» **Exercise brief**:
Copy the listing below word for word, reproducing every line unchanged.

Point annotation dataset records
⟨
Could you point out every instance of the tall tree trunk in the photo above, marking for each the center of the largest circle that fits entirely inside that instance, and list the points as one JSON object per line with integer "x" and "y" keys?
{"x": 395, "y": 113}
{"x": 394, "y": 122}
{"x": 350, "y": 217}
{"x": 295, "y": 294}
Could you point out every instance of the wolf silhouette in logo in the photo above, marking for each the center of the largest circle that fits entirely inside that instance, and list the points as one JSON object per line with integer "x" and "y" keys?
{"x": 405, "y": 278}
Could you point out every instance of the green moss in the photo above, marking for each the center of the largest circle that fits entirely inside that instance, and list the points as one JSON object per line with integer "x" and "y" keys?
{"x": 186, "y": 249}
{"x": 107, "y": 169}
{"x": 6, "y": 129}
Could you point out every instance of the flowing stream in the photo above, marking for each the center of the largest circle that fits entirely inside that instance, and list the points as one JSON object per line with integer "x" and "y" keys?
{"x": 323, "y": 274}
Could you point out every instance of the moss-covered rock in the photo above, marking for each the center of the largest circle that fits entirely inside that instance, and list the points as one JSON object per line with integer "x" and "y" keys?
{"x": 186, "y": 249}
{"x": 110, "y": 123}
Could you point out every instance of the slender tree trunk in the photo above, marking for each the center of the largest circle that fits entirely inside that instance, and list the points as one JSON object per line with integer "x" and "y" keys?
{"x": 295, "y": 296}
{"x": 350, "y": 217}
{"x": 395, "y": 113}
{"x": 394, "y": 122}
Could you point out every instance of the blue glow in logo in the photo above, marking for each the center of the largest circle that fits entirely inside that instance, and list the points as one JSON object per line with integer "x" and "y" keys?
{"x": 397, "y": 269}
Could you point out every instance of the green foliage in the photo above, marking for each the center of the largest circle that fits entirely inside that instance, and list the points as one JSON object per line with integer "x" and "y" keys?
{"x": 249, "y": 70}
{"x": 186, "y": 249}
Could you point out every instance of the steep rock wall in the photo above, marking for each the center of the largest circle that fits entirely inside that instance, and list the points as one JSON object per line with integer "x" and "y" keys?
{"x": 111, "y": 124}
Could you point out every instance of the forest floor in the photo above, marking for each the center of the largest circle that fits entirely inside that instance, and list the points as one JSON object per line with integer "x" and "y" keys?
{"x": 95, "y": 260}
⟩
» **Response to the task**:
Could you point out every instance of the tall tree trunk in the photo above, marking for each the center of the largest circle that fits entirely inside that instance, and list the points as one JSON object per line with integer "x" and "y" keys?
{"x": 395, "y": 113}
{"x": 394, "y": 122}
{"x": 350, "y": 217}
{"x": 295, "y": 294}
Could you point out every instance of the wolf silhouette in logo in the photo above, marking for each the center of the largest circle that fits entirely inside that instance, and list the points as one JSON object per line with integer "x" and "y" keys?
{"x": 405, "y": 278}
Could you point out every instance of the green moss in the photo above, marking for each the center of the largest circle that fits entirely inside that instance, and list the points as one JSON object per line with integer "x" and "y" keys?
{"x": 186, "y": 249}
{"x": 107, "y": 169}
{"x": 6, "y": 129}
Could you point out every instance of the flowing stream in the photo above, marking for each the center of the largest circle that fits entirely inside that instance, and list the points as one JSON object per line with integer "x" and "y" keys?
{"x": 323, "y": 274}
Could you point out every instance of the moss-covered rock in the photo above, marking for each the center of the largest circle that fits entirely inside that instance, and list the points as one JSON object per line with integer "x" and "y" keys?
{"x": 186, "y": 249}
{"x": 110, "y": 123}
Could you point out every instance of the slender tree trunk in the photo above, marking for each the center of the largest circle that fits entirely inside that instance, and list the points as one JSON object per line with integer "x" and "y" keys?
{"x": 295, "y": 296}
{"x": 350, "y": 217}
{"x": 395, "y": 113}
{"x": 394, "y": 122}
Could you point out every instance of the blue glow in logo in the photo above, marking for each the center of the largest circle that fits entirely inside that instance, and list the points as one JSON object per line with integer "x" and "y" keys?
{"x": 397, "y": 269}
Could you point out every instance of the green foliage in the photo above, marking for each the center of the largest circle that fits entirely inside that instance, and list the points as one JSON object per line with integer "x" and "y" keys?
{"x": 249, "y": 70}
{"x": 186, "y": 249}
Could you point out every instance of the steep rock wall in the photo above, marking for each the center of the largest circle that fits entirely inside that instance, and list the points as one JSON object per line with integer "x" and "y" keys?
{"x": 111, "y": 124}
Could you point out every instance of the forest floor in the photo above, marking for each the center of the largest circle that fits entirely inside that instance, and list the points as one JSON object per line with integer "x" and "y" keys?
{"x": 95, "y": 260}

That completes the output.